### SOURCE
»»

Chuck: Truth thy name? thy death? we be (What in the world are you trying to say here? And where is your ellipsis or other punctuation?)

Chuck: Chuck Sparky Shroomy (The way this is written without punctuation sounds like it’s all one person’s name.)

Smokey: And Smokey

Sparky: Eff my life. This stupidity is contagious.

The dialogue is getting worse as we move along through the story.

Panel 5: Wide shot from the side Sparky is on the extreme left. He has his arms crossed and is facing us. Smokey is standing nearer to Sparky but is nodding towards Chuck, Shroomy and Thad. Chuck has moved a little closer to Thad and Shroomy has joined them. They are on the right side of the panel. Thad is excited to be having his first conversation in 300+ years. There are two conversations going on at once. Smokey and Sparky on the left and Thad and Shroomy and Chuck on the right.

««

### DATASET RECORDS
»»

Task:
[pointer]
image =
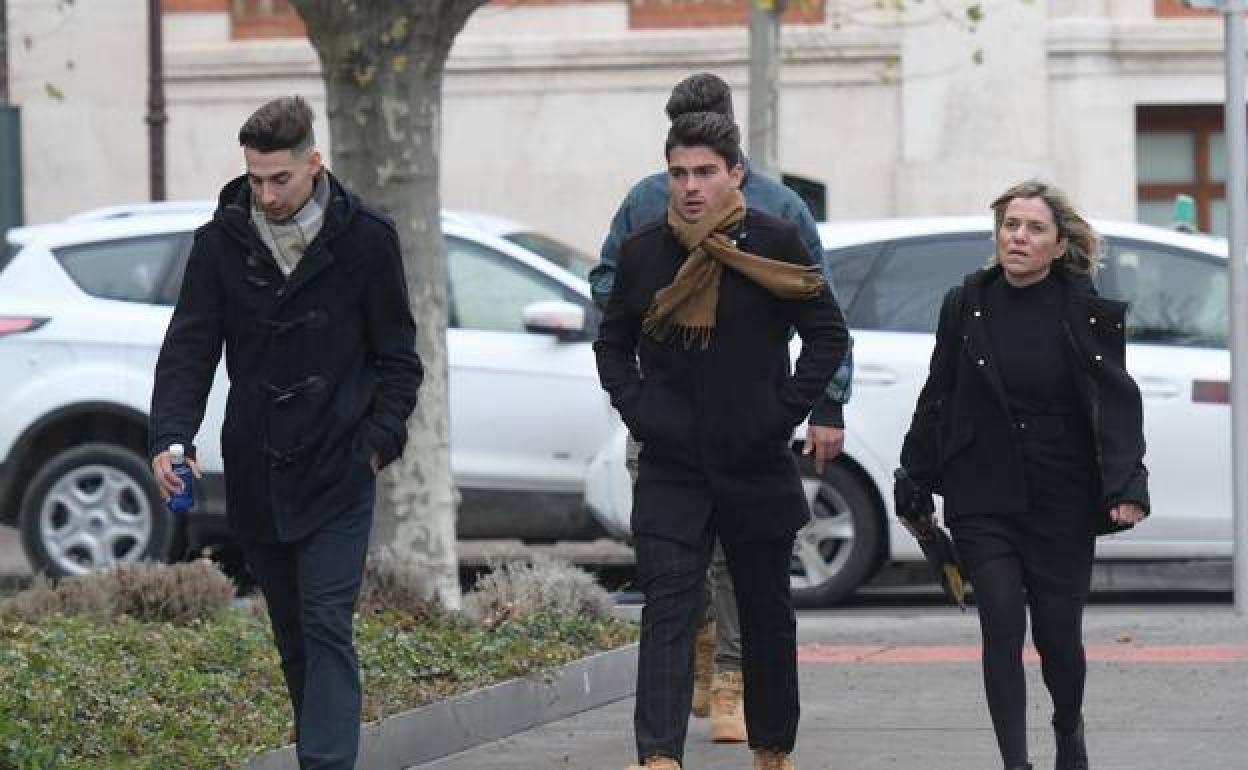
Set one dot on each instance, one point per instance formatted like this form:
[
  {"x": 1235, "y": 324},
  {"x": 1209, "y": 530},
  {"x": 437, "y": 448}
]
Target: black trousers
[
  {"x": 311, "y": 587},
  {"x": 672, "y": 577},
  {"x": 1040, "y": 563}
]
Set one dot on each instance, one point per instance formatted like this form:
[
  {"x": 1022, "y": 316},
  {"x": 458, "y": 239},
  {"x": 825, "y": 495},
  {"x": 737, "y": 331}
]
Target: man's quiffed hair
[
  {"x": 709, "y": 130},
  {"x": 282, "y": 124},
  {"x": 700, "y": 92}
]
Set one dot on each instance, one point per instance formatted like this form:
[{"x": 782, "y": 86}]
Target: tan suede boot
[
  {"x": 726, "y": 709},
  {"x": 657, "y": 763},
  {"x": 765, "y": 759},
  {"x": 704, "y": 668}
]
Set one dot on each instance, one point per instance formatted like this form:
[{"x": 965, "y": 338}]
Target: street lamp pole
[
  {"x": 1237, "y": 200},
  {"x": 156, "y": 115}
]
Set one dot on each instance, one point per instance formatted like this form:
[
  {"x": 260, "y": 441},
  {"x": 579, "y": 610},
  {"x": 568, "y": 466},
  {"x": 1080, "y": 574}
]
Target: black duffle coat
[
  {"x": 322, "y": 365},
  {"x": 964, "y": 442},
  {"x": 715, "y": 423}
]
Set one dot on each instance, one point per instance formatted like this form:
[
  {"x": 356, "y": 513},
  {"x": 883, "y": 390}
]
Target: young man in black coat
[
  {"x": 303, "y": 286},
  {"x": 694, "y": 352}
]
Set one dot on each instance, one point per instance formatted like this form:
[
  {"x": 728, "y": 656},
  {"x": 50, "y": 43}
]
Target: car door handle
[
  {"x": 866, "y": 373},
  {"x": 1158, "y": 387}
]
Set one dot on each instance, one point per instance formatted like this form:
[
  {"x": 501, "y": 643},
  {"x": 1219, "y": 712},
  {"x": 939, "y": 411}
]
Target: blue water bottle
[{"x": 185, "y": 498}]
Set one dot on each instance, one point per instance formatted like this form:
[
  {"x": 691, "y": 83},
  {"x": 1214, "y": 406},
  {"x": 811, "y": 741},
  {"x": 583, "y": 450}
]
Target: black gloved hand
[{"x": 914, "y": 503}]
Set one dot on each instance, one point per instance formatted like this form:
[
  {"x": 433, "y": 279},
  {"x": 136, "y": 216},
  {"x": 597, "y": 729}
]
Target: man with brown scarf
[{"x": 693, "y": 350}]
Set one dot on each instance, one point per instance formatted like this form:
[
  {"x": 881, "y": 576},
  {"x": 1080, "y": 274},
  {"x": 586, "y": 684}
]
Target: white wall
[
  {"x": 80, "y": 80},
  {"x": 552, "y": 112}
]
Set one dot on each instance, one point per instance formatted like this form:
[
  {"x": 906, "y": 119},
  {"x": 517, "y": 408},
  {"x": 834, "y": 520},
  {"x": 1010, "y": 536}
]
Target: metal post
[
  {"x": 1237, "y": 195},
  {"x": 764, "y": 85},
  {"x": 4, "y": 53},
  {"x": 156, "y": 117}
]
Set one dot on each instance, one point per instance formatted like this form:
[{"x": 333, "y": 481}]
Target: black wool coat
[
  {"x": 964, "y": 442},
  {"x": 323, "y": 371},
  {"x": 715, "y": 423}
]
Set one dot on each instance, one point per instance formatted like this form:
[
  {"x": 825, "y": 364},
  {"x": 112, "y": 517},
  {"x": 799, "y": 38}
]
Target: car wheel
[
  {"x": 840, "y": 548},
  {"x": 94, "y": 507}
]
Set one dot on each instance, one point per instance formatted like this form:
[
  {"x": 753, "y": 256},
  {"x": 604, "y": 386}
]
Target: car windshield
[
  {"x": 8, "y": 253},
  {"x": 568, "y": 257}
]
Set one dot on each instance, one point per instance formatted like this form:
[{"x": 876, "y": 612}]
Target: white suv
[
  {"x": 891, "y": 275},
  {"x": 84, "y": 306}
]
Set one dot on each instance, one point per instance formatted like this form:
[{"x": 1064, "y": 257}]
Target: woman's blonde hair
[{"x": 1082, "y": 243}]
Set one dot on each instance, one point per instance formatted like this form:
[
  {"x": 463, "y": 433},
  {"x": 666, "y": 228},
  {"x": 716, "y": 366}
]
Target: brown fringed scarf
[{"x": 687, "y": 307}]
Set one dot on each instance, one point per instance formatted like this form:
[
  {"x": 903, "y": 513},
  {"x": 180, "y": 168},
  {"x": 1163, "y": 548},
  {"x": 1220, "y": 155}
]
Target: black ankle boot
[{"x": 1072, "y": 751}]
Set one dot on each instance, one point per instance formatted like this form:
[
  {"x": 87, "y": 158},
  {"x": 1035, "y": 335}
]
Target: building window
[
  {"x": 1174, "y": 9},
  {"x": 250, "y": 19},
  {"x": 1181, "y": 150},
  {"x": 667, "y": 14}
]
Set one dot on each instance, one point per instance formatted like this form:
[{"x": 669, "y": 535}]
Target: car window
[
  {"x": 1177, "y": 297},
  {"x": 172, "y": 285},
  {"x": 850, "y": 267},
  {"x": 904, "y": 291},
  {"x": 489, "y": 290},
  {"x": 568, "y": 257},
  {"x": 131, "y": 270}
]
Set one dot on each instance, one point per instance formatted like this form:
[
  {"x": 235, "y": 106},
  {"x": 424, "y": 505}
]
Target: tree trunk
[{"x": 382, "y": 64}]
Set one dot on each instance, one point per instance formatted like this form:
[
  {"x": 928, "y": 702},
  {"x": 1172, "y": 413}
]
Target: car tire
[
  {"x": 840, "y": 548},
  {"x": 94, "y": 507}
]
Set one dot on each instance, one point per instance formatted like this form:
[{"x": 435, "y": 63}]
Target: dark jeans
[
  {"x": 672, "y": 575},
  {"x": 311, "y": 587}
]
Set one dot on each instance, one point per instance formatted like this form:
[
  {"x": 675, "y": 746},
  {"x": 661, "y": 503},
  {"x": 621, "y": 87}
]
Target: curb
[{"x": 447, "y": 726}]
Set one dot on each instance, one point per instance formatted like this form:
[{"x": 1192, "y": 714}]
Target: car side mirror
[{"x": 564, "y": 320}]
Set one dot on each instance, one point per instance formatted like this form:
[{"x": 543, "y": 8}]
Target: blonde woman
[{"x": 1031, "y": 429}]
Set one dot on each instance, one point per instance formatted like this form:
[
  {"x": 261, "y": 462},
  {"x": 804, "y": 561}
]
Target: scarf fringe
[{"x": 662, "y": 330}]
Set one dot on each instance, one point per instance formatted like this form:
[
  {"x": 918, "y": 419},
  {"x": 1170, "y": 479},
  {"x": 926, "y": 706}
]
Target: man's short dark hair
[
  {"x": 282, "y": 124},
  {"x": 710, "y": 130},
  {"x": 700, "y": 92}
]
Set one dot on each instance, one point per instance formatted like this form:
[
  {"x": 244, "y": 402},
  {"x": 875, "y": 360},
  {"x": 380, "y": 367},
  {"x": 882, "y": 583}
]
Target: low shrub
[
  {"x": 109, "y": 673},
  {"x": 537, "y": 587},
  {"x": 394, "y": 583},
  {"x": 157, "y": 593}
]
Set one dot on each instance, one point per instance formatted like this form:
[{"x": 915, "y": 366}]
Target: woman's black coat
[
  {"x": 715, "y": 423},
  {"x": 322, "y": 365},
  {"x": 964, "y": 442}
]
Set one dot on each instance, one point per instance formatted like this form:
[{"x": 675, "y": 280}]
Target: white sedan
[{"x": 84, "y": 306}]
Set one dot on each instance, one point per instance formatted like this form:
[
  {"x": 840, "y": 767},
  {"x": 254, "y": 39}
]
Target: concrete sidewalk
[{"x": 901, "y": 688}]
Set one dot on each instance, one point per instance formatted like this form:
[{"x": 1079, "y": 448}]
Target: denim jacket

««

### DIRECTIVES
1 – In the comic script critique:
(a) Which character stands with his arms crossed in Panel 5?
(b) What does Sparky say is contagious?
(c) How long has it been since Thad's last conversation?
2 – Pick up the comic script critique after its last sentence and continue it.

### EXPECTED RESPONSES
1 –
(a) Sparky
(b) Stupidity
(c) More than 300 years

2 –
Smokey: Aren’t you coming? This is what we were JUST talking about!

Sparky: Nope. Not enough beer left for me to start contemplating my own mortality tonight.

Sparky: I’m exhausted. I’m delegating this one to you guys.

Thad: Hark! Kindred Soul! Chuck!

Thad: Thaddeus Richmond be am I! (If you had at least shown you had done some sort of research on the dialect, it would have a better chance of sliding by. However, it’s just another thing on the pile of crap that this is.)

Thad: Dead sixteen score thus!       (He knows how long he’s been dead and can calculate it?)

Shroomy: Neat! Lemme try.

Shroomy: How about… Be thou cursed? If nay (Missing ending punctuation.)

Shroomy: What be unfinished for thou?

Shroomy: Lost Love? Tragic end?

This? This is trash. Ten balloons in a single panel? No. This has just slipped into crap. And I haven’t even read the words yet.

Panel 6:  Tight bust shot looking down at Sparky falling asleep. (Wasn’t he just standing with his arms crossed? When did he lie down?) His eyes are just about to fully close. He’s laid back against the trunk of a tree. This shot should be lit by the campfire. It will change on the next page.

Thad: (o/p) Tragedy, yes! Love!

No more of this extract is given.